◆ INSTRUCTIONS FOR THE TASK: Find the line in the material below that contains "Each instance of the arched entrance", then give it again, with all later lines, exactly as shown.

####################

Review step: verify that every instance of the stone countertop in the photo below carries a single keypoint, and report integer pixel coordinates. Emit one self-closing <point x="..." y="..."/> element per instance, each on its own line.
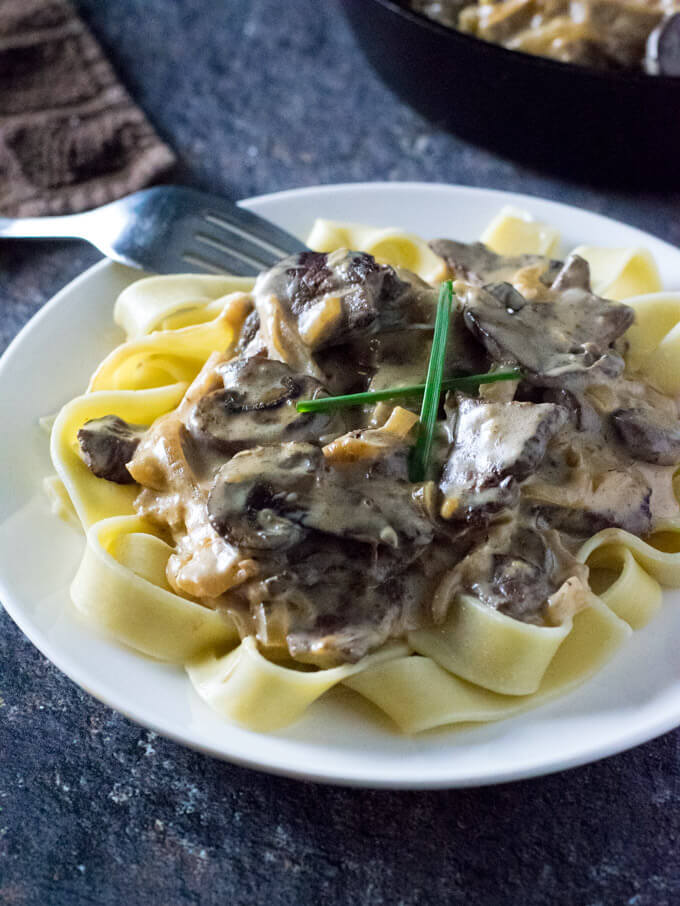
<point x="95" y="810"/>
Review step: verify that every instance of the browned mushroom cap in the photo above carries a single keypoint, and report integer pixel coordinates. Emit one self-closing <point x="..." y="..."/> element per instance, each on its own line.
<point x="563" y="339"/>
<point x="107" y="444"/>
<point x="334" y="298"/>
<point x="648" y="434"/>
<point x="258" y="406"/>
<point x="268" y="498"/>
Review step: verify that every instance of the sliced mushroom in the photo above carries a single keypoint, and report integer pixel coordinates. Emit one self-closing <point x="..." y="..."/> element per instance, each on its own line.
<point x="648" y="434"/>
<point x="565" y="337"/>
<point x="258" y="406"/>
<point x="269" y="497"/>
<point x="107" y="444"/>
<point x="611" y="499"/>
<point x="495" y="446"/>
<point x="476" y="263"/>
<point x="331" y="298"/>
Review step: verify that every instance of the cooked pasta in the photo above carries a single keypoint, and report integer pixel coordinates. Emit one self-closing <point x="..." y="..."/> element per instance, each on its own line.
<point x="142" y="581"/>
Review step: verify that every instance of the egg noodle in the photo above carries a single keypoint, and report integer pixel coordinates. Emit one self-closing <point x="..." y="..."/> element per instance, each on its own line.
<point x="479" y="665"/>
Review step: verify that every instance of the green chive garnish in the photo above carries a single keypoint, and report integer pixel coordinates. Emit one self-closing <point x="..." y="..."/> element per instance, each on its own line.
<point x="463" y="382"/>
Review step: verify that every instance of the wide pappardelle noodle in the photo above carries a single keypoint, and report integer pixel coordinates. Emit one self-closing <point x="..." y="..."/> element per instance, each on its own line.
<point x="277" y="553"/>
<point x="604" y="34"/>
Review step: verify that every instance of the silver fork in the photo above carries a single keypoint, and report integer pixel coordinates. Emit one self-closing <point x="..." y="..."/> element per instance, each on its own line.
<point x="169" y="229"/>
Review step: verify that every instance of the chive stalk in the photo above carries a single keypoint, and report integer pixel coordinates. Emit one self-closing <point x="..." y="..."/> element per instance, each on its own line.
<point x="462" y="382"/>
<point x="420" y="454"/>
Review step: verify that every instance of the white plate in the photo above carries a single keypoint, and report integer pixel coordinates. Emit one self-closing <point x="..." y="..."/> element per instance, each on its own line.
<point x="342" y="739"/>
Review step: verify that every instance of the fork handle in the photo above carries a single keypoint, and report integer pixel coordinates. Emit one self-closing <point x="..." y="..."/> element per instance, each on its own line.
<point x="68" y="226"/>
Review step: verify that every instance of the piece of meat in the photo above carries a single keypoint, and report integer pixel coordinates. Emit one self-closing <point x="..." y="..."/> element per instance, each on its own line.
<point x="271" y="498"/>
<point x="107" y="444"/>
<point x="563" y="338"/>
<point x="648" y="434"/>
<point x="496" y="445"/>
<point x="331" y="298"/>
<point x="257" y="405"/>
<point x="475" y="263"/>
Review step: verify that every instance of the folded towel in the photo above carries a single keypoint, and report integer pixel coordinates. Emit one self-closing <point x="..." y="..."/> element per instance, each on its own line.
<point x="70" y="136"/>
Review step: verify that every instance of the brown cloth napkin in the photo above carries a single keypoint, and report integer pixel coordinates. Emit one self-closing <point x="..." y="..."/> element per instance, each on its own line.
<point x="70" y="136"/>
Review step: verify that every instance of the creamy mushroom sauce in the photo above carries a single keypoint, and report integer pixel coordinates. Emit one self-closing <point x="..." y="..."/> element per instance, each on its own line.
<point x="606" y="34"/>
<point x="305" y="529"/>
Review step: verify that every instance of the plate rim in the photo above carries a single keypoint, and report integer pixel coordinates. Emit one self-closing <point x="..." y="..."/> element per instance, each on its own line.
<point x="370" y="777"/>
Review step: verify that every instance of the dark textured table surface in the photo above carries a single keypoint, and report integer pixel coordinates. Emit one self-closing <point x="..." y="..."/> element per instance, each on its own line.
<point x="94" y="809"/>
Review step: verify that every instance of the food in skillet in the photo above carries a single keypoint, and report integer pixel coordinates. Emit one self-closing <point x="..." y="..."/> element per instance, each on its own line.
<point x="605" y="34"/>
<point x="265" y="501"/>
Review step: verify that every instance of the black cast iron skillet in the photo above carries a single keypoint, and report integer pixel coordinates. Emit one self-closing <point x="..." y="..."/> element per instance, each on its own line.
<point x="620" y="127"/>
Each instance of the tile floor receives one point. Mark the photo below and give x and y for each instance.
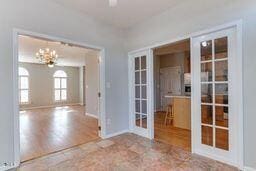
(124, 153)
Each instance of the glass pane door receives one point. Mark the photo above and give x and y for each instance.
(140, 92)
(216, 99)
(214, 93)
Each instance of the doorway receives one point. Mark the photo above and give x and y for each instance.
(172, 117)
(210, 135)
(55, 117)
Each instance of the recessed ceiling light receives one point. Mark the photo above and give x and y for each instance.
(204, 44)
(112, 3)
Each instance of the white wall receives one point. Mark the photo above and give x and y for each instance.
(41, 85)
(92, 85)
(49, 18)
(81, 86)
(196, 15)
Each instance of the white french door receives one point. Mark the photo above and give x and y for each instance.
(140, 81)
(215, 96)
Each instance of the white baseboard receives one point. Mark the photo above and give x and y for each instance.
(50, 106)
(92, 115)
(249, 169)
(5, 168)
(116, 133)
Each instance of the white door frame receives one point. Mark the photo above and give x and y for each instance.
(102, 113)
(238, 26)
(150, 107)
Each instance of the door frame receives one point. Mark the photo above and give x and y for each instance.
(149, 60)
(102, 99)
(238, 24)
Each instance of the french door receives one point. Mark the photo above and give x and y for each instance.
(215, 96)
(140, 81)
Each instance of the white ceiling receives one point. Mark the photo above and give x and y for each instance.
(68, 55)
(125, 14)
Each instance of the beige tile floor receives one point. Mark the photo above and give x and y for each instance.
(124, 153)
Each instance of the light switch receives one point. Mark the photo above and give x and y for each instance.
(108, 85)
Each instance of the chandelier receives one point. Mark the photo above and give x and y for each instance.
(47, 57)
(112, 3)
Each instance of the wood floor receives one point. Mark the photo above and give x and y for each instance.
(44, 131)
(171, 135)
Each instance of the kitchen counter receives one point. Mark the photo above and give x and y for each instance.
(181, 110)
(177, 96)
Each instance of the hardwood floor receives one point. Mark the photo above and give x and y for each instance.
(171, 135)
(44, 131)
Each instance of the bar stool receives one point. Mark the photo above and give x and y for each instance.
(169, 116)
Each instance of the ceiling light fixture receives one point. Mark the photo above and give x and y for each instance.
(47, 57)
(112, 3)
(204, 44)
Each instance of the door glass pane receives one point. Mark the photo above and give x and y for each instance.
(221, 70)
(143, 62)
(24, 82)
(144, 121)
(137, 91)
(144, 92)
(57, 83)
(137, 77)
(137, 63)
(137, 120)
(206, 115)
(63, 83)
(221, 93)
(221, 48)
(206, 92)
(222, 140)
(143, 77)
(206, 71)
(221, 116)
(137, 106)
(207, 135)
(24, 96)
(57, 95)
(63, 94)
(206, 50)
(144, 106)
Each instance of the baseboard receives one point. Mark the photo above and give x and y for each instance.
(217, 158)
(50, 106)
(92, 115)
(116, 133)
(249, 169)
(5, 168)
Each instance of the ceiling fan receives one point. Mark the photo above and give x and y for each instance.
(112, 3)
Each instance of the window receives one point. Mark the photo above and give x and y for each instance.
(23, 86)
(60, 86)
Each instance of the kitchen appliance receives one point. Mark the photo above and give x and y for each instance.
(187, 84)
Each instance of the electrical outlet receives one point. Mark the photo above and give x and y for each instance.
(109, 121)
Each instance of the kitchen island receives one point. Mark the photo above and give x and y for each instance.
(182, 110)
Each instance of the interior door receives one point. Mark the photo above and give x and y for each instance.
(214, 97)
(140, 92)
(170, 83)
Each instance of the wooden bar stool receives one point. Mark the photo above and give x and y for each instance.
(169, 116)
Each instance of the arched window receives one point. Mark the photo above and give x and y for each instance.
(23, 86)
(60, 85)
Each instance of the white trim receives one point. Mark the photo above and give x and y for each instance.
(102, 113)
(246, 168)
(5, 168)
(116, 133)
(49, 106)
(238, 25)
(91, 115)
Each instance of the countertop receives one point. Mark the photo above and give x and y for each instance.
(177, 96)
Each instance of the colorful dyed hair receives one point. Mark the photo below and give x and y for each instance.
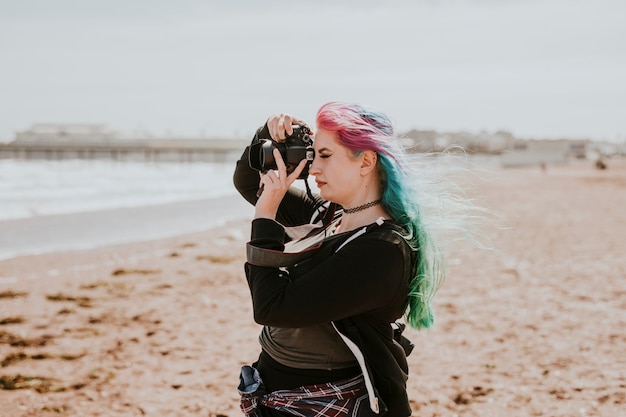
(416, 200)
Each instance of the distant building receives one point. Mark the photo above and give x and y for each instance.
(543, 152)
(66, 132)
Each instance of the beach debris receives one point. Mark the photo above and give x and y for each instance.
(469, 395)
(17, 341)
(12, 320)
(81, 301)
(38, 383)
(12, 294)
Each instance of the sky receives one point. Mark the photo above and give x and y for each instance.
(537, 68)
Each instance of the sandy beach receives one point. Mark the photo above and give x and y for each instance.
(160, 328)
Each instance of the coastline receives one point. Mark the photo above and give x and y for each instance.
(161, 327)
(93, 229)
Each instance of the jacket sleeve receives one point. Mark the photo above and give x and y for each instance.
(366, 275)
(295, 209)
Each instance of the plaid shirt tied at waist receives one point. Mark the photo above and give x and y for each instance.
(333, 399)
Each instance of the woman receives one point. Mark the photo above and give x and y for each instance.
(330, 338)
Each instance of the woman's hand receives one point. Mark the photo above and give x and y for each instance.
(274, 185)
(281, 125)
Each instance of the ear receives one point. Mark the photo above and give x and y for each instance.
(368, 163)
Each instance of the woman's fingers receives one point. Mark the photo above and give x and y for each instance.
(281, 125)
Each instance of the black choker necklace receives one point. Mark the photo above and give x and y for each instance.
(362, 207)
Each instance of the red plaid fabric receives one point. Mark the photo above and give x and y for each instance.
(336, 399)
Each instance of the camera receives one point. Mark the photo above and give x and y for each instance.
(295, 148)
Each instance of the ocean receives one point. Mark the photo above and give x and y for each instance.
(49, 206)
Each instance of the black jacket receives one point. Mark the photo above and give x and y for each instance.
(361, 286)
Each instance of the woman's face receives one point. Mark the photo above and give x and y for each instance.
(335, 168)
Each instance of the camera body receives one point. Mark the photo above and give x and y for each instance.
(295, 148)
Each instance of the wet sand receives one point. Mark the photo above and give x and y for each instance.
(536, 328)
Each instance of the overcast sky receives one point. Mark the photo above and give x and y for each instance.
(538, 68)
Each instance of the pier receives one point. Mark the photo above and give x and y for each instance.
(56, 142)
(149, 150)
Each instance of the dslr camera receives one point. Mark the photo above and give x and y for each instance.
(295, 148)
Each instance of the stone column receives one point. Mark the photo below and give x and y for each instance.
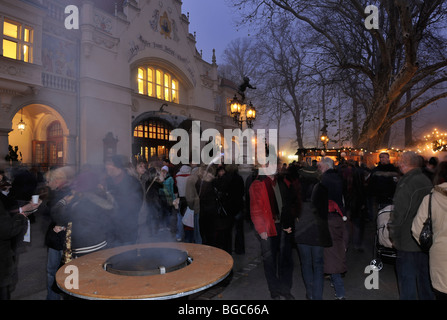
(4, 144)
(70, 151)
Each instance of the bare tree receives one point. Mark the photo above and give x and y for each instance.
(283, 72)
(407, 52)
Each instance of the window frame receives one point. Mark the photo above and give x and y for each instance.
(24, 49)
(157, 83)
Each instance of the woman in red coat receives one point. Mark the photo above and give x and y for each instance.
(273, 210)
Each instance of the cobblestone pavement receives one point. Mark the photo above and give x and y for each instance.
(247, 281)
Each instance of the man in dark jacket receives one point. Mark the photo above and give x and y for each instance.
(12, 227)
(382, 182)
(128, 195)
(273, 212)
(411, 263)
(335, 256)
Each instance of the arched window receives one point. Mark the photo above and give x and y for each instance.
(157, 83)
(152, 139)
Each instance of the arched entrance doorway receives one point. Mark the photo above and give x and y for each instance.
(44, 141)
(151, 139)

####################

◆ TASK ANSWER:
Each instance of the arched entrance doorway receives one point. Mark the photo above and give x and y for each instance.
(44, 141)
(151, 139)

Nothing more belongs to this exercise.